Collected data entries
= = = = = = =
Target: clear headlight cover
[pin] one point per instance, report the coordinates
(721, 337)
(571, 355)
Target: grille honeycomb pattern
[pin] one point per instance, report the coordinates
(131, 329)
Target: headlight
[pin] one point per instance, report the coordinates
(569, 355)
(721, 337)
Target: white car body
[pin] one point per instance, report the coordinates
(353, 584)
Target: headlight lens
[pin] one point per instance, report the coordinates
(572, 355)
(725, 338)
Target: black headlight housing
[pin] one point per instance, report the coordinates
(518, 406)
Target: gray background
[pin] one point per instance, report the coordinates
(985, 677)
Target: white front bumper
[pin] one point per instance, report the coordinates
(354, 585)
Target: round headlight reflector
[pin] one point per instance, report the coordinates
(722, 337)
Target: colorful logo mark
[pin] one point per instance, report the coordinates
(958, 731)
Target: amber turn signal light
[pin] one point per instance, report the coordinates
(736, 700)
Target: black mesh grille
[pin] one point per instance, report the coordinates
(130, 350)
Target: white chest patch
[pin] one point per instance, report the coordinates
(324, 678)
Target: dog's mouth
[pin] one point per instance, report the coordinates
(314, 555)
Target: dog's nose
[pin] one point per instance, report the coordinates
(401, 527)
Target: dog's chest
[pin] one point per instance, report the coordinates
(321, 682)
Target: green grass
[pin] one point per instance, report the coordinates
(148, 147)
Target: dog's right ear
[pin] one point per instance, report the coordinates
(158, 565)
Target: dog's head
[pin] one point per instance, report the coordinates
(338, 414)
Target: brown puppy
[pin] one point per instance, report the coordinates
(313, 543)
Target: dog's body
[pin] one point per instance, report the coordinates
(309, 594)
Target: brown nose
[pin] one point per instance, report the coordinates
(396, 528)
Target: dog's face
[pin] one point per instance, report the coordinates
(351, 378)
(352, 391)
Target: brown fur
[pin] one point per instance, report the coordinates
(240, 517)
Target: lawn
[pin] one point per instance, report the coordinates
= = = = = = =
WORK TO COMPLETE
Reproduce every row above word for word, changing nothing.

FINISHED ANSWER
Target: clear headlight cover
[pin] one point per instance, report the coordinates
(721, 337)
(571, 355)
Target: grille honeycomb pattern
[pin] one point per instance, report the coordinates
(131, 329)
Target: headlight
[pin] one point per instance, report the coordinates
(569, 355)
(721, 337)
Target: white car body
[pin] one point per instance, report the coordinates
(353, 584)
Target: headlight lens
[pin] one point per instance, report the coordinates
(572, 355)
(725, 338)
Target: black headlight housing
[pin] one point per instance, report the coordinates
(518, 406)
Target: gray background
[pin] one point per instance, report the coordinates
(985, 677)
Target: white front bumper
[pin] one point per instance, report the coordinates
(354, 585)
Target: round headlight reflector
[pin] one point per instance, report the coordinates
(722, 337)
Target: colorful logo mark
[pin] one point per instance, report the coordinates
(958, 731)
Target: amber turn signal light
[pin] one point per instance, report the coordinates
(736, 700)
Target: black mesh grille
[pin] one point per instance, report the coordinates
(130, 350)
Target: white chest patch
[pin] one point per instance, report the coordinates
(324, 678)
Target: dog's mouth
[pin] one point per instance, report the coordinates
(314, 555)
Target: dog's nose
[pin] one point per instance, report the coordinates
(401, 527)
Target: dog's chest
[pin] one point per instance, report the coordinates
(321, 682)
Target: green grass
[pin] one point per instance, report the coordinates
(148, 147)
Target: dog's right ear
[pin] one point per instance, report the coordinates
(158, 565)
Target: dog's head
[pin] one point per instance, report the coordinates
(338, 414)
Target: brown puppy
[pin] one point per instance, report the coordinates
(313, 543)
Target: dog's body
[pin] one point per instance, report the coordinates
(309, 594)
Target: brown nose
[pin] one point per instance, report the coordinates
(396, 528)
Target: dog's face
[pin] one point per instance, report the coordinates
(351, 378)
(352, 391)
Target: brown fur
[pin] one point per instance, report the coordinates
(240, 517)
Target: lawn
[pin] one point per instance, report the coordinates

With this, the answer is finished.